● **Requirement**
Output only this range of the data below: the line that contains "Target: bush row" through the final line, both ends included, each retyped exactly.

[[ Given entries open ]]

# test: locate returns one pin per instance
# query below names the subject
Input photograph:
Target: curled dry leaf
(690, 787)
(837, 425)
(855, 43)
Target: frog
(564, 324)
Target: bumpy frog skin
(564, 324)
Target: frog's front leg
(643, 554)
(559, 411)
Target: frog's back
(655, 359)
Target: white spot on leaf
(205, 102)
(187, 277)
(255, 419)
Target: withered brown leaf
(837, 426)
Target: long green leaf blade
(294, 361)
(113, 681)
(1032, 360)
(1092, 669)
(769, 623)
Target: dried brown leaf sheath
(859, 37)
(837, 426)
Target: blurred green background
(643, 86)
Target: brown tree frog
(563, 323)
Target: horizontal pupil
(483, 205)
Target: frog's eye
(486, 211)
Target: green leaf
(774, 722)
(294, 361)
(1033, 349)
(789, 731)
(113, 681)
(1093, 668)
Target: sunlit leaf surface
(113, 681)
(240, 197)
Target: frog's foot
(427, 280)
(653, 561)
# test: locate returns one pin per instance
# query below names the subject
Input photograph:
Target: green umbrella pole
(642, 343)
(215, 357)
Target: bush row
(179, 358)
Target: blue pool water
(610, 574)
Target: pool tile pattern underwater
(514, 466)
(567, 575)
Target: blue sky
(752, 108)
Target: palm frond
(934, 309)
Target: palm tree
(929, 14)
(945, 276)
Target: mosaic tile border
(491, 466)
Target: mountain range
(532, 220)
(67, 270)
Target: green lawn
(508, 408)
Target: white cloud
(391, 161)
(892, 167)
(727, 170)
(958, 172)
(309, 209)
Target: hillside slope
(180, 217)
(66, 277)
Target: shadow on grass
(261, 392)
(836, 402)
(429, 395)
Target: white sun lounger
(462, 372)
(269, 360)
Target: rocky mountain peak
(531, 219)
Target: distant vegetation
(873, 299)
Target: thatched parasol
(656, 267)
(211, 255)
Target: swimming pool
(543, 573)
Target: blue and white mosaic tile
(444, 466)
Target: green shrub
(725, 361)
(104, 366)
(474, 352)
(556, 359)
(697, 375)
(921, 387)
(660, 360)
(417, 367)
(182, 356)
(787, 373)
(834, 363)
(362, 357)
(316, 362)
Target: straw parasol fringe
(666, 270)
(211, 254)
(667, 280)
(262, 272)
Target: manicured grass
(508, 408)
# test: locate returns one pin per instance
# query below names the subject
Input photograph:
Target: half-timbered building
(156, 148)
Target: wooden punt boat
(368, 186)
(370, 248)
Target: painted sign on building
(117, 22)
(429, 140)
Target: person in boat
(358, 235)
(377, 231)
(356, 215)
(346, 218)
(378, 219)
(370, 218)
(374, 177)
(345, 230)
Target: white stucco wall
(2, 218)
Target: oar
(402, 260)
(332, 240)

[[ Given entries closed ]]

● **Result of this task**
Target: bush row
(179, 358)
Target: blue pool water
(610, 574)
Target: pool tile pattern underwater
(514, 466)
(567, 575)
Target: blue sky
(752, 108)
Target: palm frond
(934, 309)
Target: palm tree
(929, 14)
(945, 276)
Target: mosaic tile border
(491, 466)
Target: mountain range
(532, 220)
(67, 270)
Target: green lawn
(508, 408)
Target: white cloud
(391, 161)
(892, 167)
(727, 170)
(958, 172)
(309, 209)
Target: hillside slope
(180, 217)
(66, 277)
Target: shadow on grass
(261, 392)
(836, 402)
(429, 395)
Target: white sun lounger
(462, 372)
(269, 360)
Target: rocky mountain peak
(531, 219)
Target: distant vegetation
(873, 299)
Target: thatched parasol
(656, 267)
(211, 255)
Target: swimming pool
(543, 573)
Target: blue and white mosaic tile
(444, 466)
Target: green shrub
(725, 361)
(104, 366)
(474, 352)
(556, 359)
(697, 375)
(921, 387)
(660, 360)
(417, 367)
(182, 356)
(787, 373)
(834, 363)
(362, 357)
(316, 362)
Target: straw parasol fringe
(666, 270)
(211, 254)
(667, 280)
(262, 272)
Target: manicured grass
(508, 408)
# test: locate returns one pin per instance
# query below names the subject
Input photograph:
Target: half-timbered building
(156, 148)
Target: wooden punt boat
(368, 186)
(370, 248)
Target: painted sign on building
(117, 22)
(429, 140)
Target: person in boat
(358, 235)
(377, 231)
(356, 215)
(346, 218)
(378, 219)
(370, 218)
(374, 177)
(345, 230)
Target: white stucco wall
(2, 218)
Target: oar
(402, 260)
(332, 240)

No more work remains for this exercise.